>> start SUPPLIED MATERIAL

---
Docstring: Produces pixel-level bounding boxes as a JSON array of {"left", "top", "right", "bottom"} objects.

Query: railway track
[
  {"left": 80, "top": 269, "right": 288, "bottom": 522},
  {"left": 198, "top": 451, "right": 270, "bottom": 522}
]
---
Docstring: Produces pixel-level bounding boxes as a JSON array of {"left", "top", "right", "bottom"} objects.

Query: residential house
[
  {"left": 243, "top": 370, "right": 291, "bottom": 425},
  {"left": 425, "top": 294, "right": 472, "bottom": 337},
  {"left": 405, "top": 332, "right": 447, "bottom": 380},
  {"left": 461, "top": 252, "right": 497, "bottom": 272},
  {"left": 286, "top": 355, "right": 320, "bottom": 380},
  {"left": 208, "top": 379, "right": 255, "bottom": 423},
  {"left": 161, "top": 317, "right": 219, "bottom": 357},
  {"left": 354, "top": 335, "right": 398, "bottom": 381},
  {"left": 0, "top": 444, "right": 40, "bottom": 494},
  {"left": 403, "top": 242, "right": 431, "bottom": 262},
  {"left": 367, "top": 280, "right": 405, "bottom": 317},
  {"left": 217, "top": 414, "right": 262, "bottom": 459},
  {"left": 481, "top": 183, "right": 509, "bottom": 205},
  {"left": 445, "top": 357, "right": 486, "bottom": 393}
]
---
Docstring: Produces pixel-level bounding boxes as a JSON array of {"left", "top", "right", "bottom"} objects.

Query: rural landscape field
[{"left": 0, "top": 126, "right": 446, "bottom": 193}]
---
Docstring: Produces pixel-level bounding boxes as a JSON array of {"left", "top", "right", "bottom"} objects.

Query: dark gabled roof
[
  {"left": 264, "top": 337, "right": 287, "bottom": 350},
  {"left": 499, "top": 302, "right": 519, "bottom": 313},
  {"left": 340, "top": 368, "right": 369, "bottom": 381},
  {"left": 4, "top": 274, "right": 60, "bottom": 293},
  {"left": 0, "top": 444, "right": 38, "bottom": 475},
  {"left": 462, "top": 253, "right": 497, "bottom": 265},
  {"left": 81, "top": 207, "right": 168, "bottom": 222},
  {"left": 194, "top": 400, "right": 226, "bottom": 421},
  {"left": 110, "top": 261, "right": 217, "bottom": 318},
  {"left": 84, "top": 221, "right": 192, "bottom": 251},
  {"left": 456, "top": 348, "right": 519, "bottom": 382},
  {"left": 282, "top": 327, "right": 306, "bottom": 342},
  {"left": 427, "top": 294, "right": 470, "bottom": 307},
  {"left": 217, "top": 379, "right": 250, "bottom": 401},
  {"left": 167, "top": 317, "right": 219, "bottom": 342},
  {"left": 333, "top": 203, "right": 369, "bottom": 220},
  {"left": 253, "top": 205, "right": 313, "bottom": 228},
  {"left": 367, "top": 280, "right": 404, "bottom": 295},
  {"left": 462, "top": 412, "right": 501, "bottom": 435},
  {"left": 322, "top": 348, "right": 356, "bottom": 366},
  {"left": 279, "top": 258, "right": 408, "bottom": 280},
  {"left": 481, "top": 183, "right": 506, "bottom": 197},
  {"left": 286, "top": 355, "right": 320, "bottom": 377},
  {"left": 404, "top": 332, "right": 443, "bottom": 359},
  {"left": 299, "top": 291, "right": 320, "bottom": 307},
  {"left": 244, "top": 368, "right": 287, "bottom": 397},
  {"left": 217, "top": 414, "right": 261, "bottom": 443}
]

>> end SUPPLIED MATERIAL

▸ **WHAT IS BEING ASKED**:
Your task is to quote the listing above word for word.

▸ **ANSWER IN FULL**:
---
Docstring: Produces pixel-level bounding boxes as a JSON array of {"left", "top", "right", "bottom"} objects.

Query: railway track
[
  {"left": 80, "top": 269, "right": 288, "bottom": 522},
  {"left": 198, "top": 451, "right": 270, "bottom": 522}
]
---
Docstring: Produces pixel-level bounding boxes as a JSON array of {"left", "top", "right", "bottom"} objects.

Query: residential house
[
  {"left": 243, "top": 370, "right": 291, "bottom": 425},
  {"left": 425, "top": 294, "right": 472, "bottom": 337},
  {"left": 405, "top": 332, "right": 447, "bottom": 380},
  {"left": 461, "top": 252, "right": 497, "bottom": 272},
  {"left": 286, "top": 355, "right": 320, "bottom": 380},
  {"left": 208, "top": 379, "right": 255, "bottom": 423},
  {"left": 161, "top": 317, "right": 219, "bottom": 357},
  {"left": 354, "top": 335, "right": 398, "bottom": 381},
  {"left": 0, "top": 444, "right": 40, "bottom": 494},
  {"left": 403, "top": 242, "right": 431, "bottom": 262},
  {"left": 367, "top": 280, "right": 405, "bottom": 317},
  {"left": 217, "top": 414, "right": 262, "bottom": 459},
  {"left": 481, "top": 183, "right": 509, "bottom": 205},
  {"left": 445, "top": 357, "right": 486, "bottom": 393}
]
---
Docstring: Produces pixel-level bounding boxes as a JSON array of {"left", "top", "right", "bottom"} objects.

Query: rural landscape field
[{"left": 0, "top": 126, "right": 446, "bottom": 193}]
---
Docstring: Produces pixel-level bounding boxes as a JSON array of {"left", "top", "right", "bottom"} objects.

Query: dark gabled roof
[
  {"left": 264, "top": 337, "right": 287, "bottom": 350},
  {"left": 499, "top": 302, "right": 519, "bottom": 313},
  {"left": 340, "top": 368, "right": 369, "bottom": 381},
  {"left": 4, "top": 274, "right": 60, "bottom": 293},
  {"left": 0, "top": 444, "right": 38, "bottom": 475},
  {"left": 462, "top": 253, "right": 497, "bottom": 265},
  {"left": 81, "top": 207, "right": 168, "bottom": 222},
  {"left": 194, "top": 400, "right": 226, "bottom": 421},
  {"left": 110, "top": 261, "right": 217, "bottom": 318},
  {"left": 84, "top": 221, "right": 192, "bottom": 251},
  {"left": 456, "top": 348, "right": 519, "bottom": 382},
  {"left": 282, "top": 327, "right": 306, "bottom": 342},
  {"left": 427, "top": 294, "right": 470, "bottom": 307},
  {"left": 217, "top": 379, "right": 250, "bottom": 401},
  {"left": 167, "top": 317, "right": 219, "bottom": 342},
  {"left": 333, "top": 203, "right": 369, "bottom": 220},
  {"left": 253, "top": 205, "right": 313, "bottom": 228},
  {"left": 367, "top": 280, "right": 404, "bottom": 295},
  {"left": 462, "top": 412, "right": 501, "bottom": 435},
  {"left": 322, "top": 348, "right": 356, "bottom": 366},
  {"left": 279, "top": 258, "right": 408, "bottom": 280},
  {"left": 481, "top": 183, "right": 506, "bottom": 197},
  {"left": 286, "top": 355, "right": 320, "bottom": 377},
  {"left": 404, "top": 332, "right": 443, "bottom": 359},
  {"left": 299, "top": 291, "right": 320, "bottom": 307},
  {"left": 244, "top": 368, "right": 287, "bottom": 397},
  {"left": 217, "top": 414, "right": 261, "bottom": 443}
]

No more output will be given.